Short exercise: Reproduce the material below line for line, without any changes, and leave out the pictures.

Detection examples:
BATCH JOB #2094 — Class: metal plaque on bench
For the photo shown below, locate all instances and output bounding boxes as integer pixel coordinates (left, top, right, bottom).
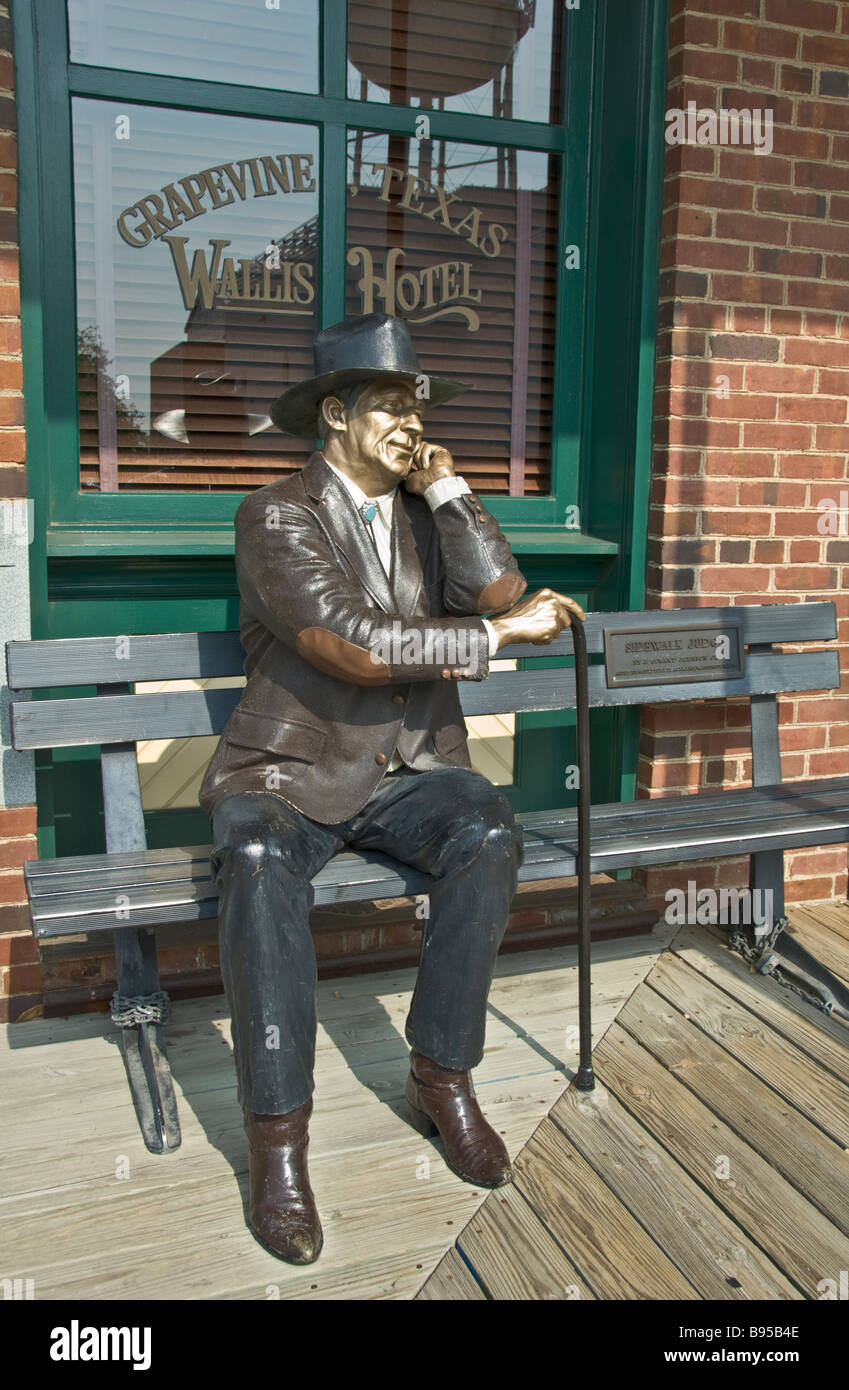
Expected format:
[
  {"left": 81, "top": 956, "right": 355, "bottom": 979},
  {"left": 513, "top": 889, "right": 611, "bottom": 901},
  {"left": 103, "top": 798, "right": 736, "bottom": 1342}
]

Solved problem:
BATCH JOB #2094 — Class: metal plaque on bench
For the photo shown below, locate all instances and output bounding boxes as integer pixel coordinates (left, top, right, bottom).
Expected format:
[
  {"left": 81, "top": 956, "right": 355, "bottom": 979},
  {"left": 513, "top": 889, "right": 611, "bottom": 901},
  {"left": 103, "top": 798, "right": 736, "bottom": 1342}
]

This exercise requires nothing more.